-- Begin Input for this task --

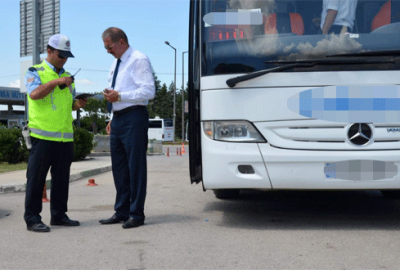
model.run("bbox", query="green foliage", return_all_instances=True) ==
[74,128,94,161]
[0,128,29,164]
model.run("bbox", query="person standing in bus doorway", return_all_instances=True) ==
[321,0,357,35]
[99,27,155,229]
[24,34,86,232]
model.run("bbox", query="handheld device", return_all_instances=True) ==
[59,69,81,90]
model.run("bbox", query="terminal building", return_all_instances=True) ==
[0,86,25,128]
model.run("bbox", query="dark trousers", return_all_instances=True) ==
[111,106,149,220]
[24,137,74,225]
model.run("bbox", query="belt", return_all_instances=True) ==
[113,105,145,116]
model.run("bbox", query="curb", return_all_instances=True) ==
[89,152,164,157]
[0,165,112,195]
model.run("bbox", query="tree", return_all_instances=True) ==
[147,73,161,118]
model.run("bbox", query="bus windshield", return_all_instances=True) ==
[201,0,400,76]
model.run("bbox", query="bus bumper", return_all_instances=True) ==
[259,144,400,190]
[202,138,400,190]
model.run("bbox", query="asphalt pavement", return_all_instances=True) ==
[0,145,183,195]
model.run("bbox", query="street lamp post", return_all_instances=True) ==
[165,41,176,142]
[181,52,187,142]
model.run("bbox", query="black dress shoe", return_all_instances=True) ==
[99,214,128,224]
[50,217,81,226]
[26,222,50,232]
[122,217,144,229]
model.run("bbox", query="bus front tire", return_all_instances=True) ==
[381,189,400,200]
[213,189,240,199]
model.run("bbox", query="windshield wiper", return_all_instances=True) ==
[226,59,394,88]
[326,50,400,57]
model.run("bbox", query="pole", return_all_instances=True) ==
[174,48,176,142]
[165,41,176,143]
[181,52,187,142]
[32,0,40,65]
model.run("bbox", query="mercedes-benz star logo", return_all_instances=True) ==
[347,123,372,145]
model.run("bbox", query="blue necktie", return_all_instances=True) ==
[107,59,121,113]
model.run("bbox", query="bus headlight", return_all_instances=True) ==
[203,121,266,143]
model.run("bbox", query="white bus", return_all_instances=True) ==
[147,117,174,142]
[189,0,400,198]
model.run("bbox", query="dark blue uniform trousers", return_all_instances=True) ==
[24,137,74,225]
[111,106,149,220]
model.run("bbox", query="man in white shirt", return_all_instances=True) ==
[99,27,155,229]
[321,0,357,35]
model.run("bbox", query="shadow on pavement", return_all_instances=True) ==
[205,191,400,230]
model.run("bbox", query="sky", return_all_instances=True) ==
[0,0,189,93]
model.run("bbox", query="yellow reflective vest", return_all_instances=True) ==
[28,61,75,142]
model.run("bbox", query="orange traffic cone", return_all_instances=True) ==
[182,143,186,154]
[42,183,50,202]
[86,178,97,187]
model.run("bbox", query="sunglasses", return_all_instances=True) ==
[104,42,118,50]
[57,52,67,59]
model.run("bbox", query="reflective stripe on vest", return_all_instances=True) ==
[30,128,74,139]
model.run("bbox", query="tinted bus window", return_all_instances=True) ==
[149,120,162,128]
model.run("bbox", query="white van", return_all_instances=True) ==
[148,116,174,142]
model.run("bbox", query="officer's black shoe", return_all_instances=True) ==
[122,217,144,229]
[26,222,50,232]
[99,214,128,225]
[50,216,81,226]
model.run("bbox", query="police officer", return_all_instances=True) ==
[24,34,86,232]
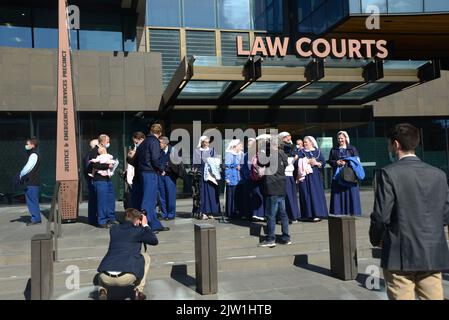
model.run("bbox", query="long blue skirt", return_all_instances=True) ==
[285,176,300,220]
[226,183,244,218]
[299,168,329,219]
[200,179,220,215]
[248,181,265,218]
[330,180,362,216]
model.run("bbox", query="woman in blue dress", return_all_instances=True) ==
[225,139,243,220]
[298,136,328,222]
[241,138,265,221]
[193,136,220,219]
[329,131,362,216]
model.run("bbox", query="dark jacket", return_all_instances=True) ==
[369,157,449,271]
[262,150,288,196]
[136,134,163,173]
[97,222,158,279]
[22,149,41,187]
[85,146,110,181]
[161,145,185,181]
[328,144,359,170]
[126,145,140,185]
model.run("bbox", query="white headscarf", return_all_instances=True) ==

-- End Input for this task --

_What you need to do_:
Swap "dark trousers" for "black trousers" in everything from the start of the lines down through the line containing "[147,73,161,118]". Write out those lines with nothing else changed, and leave the picture out.

_Exercise answer_:
model.run("bbox", query="green foliage", return_all_instances=True) ==
[74,128,94,161]
[0,128,29,164]
model.run("bbox", query="person standing in bus doorway", return_all_instances=True) ==
[321,0,357,35]
[99,27,155,229]
[24,34,86,232]
model.run("bbox", query="handheld device", return_all_instances=True) ==
[59,69,81,90]
model.run("bbox", query="terminal building", return_all_instances=True) ==
[0,86,25,128]
model.run("bbox", query="black trousers", return_all_instances=True) ==
[111,106,149,220]
[24,137,74,225]
model.run("bbox", query="belt", return_all_instances=True) ==
[113,105,145,116]
model.run("bbox", query="curb", return_all_instances=True) ==
[89,152,164,157]
[0,165,112,195]
model.run("bbox", query="tree", return_all_instances=True) ==
[147,73,161,118]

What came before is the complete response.